WHAT IS REQUIRED | Reproduce the lines from the beginning of the dataset records through the line containing "negative clicks: (299, 74)", both ends included, without any alteration.

[Dataset records]
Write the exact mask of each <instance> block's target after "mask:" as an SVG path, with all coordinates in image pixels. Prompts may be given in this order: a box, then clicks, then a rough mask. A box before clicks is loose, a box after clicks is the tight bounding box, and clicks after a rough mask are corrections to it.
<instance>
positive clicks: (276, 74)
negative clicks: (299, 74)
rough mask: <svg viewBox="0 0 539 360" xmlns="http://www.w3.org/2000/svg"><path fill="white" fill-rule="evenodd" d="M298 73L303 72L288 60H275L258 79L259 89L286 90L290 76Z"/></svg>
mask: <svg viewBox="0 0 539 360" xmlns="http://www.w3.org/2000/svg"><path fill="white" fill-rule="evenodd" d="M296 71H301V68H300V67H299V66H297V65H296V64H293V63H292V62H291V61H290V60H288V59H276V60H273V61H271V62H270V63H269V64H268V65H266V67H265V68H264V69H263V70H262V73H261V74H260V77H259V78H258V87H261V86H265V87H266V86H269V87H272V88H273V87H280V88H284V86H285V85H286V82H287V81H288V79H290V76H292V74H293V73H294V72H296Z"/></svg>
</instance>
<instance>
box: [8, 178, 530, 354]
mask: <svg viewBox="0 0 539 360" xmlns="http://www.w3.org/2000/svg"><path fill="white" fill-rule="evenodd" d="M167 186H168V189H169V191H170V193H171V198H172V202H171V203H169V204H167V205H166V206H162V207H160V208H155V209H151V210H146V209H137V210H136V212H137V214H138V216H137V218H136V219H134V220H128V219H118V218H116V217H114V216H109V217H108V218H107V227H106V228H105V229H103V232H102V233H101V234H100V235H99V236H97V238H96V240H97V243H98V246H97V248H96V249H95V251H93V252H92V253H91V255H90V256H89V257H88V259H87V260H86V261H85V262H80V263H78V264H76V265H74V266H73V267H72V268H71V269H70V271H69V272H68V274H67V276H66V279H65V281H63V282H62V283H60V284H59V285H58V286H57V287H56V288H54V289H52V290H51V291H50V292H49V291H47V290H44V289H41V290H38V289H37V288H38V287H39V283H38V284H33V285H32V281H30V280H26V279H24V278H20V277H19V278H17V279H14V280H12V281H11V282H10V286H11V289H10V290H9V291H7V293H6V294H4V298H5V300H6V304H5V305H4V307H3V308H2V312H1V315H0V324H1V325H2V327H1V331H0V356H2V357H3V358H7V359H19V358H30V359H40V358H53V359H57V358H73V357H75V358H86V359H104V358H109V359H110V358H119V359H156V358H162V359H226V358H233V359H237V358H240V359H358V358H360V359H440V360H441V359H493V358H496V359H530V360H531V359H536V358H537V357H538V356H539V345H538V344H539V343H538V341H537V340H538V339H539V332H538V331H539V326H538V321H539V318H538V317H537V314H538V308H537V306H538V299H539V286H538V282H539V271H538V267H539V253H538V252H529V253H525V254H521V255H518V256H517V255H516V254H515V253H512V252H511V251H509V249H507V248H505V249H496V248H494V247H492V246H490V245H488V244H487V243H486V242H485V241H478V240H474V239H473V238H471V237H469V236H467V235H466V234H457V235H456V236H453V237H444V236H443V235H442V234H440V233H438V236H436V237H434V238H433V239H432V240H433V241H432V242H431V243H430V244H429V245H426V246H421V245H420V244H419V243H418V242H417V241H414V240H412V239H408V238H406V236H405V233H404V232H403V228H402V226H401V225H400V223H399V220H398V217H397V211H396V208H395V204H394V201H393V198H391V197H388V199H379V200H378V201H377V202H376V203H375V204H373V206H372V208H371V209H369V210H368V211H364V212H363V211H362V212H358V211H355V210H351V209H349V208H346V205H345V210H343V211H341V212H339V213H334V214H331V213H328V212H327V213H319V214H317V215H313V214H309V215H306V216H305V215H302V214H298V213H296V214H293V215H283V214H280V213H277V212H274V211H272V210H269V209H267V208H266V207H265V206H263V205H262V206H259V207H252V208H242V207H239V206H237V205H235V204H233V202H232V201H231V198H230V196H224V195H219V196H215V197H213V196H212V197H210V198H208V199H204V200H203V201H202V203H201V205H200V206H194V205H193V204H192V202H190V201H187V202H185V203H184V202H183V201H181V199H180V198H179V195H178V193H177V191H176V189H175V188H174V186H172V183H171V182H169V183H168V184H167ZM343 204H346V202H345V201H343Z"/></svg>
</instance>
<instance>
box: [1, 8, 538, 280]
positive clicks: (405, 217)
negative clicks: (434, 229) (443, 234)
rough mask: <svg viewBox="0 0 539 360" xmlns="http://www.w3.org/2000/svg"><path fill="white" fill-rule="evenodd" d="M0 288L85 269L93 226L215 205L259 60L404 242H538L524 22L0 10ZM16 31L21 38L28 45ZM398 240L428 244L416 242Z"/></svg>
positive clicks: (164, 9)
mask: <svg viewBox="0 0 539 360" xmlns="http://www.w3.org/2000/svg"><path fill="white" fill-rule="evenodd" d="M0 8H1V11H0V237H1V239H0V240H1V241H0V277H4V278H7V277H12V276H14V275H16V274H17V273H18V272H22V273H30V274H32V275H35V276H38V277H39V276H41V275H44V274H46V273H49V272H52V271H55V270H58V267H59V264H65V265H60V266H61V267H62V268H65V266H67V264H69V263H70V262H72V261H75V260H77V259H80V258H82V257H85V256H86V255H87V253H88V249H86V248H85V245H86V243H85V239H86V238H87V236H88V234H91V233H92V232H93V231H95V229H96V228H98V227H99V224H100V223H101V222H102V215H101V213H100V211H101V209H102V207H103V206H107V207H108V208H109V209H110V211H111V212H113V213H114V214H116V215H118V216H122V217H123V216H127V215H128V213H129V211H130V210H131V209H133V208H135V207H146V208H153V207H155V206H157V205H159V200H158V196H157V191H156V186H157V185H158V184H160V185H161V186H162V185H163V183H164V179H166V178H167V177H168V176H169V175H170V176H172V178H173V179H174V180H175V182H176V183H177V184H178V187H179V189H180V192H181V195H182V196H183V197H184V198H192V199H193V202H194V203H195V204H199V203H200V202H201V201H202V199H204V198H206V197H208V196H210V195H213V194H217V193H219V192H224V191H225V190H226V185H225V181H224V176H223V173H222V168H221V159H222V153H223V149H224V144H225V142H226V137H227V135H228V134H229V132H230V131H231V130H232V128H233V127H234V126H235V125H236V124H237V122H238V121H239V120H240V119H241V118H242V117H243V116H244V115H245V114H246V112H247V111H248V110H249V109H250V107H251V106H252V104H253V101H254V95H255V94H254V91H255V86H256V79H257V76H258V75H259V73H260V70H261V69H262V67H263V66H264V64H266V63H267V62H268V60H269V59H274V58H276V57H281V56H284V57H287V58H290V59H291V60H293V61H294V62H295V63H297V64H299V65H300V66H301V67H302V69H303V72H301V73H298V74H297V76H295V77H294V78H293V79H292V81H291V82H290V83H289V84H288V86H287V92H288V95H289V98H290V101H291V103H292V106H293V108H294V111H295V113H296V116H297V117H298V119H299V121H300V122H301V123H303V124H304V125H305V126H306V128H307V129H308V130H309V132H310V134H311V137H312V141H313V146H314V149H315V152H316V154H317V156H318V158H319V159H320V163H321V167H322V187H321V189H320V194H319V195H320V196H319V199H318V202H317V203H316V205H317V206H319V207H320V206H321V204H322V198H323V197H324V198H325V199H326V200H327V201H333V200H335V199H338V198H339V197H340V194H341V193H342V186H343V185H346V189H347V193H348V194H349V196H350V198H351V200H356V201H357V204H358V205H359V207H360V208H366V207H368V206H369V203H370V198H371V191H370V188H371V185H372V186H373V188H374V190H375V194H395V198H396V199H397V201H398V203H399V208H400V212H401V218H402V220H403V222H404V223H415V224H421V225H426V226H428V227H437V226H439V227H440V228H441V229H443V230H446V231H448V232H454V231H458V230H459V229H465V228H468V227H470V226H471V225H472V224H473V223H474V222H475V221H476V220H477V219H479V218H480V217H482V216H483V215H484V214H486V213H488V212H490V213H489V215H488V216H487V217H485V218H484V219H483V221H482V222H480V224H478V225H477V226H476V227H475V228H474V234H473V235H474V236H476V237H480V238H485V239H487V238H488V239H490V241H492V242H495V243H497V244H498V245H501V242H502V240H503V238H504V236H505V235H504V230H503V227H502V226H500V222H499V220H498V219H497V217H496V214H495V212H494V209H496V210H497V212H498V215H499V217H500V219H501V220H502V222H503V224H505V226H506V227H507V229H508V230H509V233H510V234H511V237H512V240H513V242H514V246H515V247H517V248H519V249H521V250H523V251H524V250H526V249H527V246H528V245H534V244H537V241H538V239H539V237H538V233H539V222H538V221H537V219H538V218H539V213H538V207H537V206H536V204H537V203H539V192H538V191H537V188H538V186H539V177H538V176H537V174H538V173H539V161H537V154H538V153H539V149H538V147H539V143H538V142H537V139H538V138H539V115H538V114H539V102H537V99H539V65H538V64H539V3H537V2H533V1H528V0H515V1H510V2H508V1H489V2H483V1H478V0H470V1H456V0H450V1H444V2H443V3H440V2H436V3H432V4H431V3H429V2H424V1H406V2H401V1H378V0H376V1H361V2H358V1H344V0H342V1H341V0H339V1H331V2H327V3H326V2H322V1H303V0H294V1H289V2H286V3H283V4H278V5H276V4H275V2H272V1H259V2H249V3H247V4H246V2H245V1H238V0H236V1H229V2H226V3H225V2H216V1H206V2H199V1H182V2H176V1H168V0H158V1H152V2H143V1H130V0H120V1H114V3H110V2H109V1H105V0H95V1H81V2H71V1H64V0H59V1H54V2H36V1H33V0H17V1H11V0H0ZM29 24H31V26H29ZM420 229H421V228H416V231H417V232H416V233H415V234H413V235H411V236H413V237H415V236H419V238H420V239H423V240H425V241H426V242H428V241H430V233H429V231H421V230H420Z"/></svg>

EXERCISE ANSWER |
Write the exact mask of each <instance> block's target after "mask:" as an SVG path, with all coordinates in image pixels. Prompts may be given in this order: a box, then clicks, then a rough mask. A box before clicks is loose, a box after clicks is the tight bounding box, and clicks after a rough mask are corrections to it.
<instance>
positive clicks: (276, 74)
negative clicks: (299, 74)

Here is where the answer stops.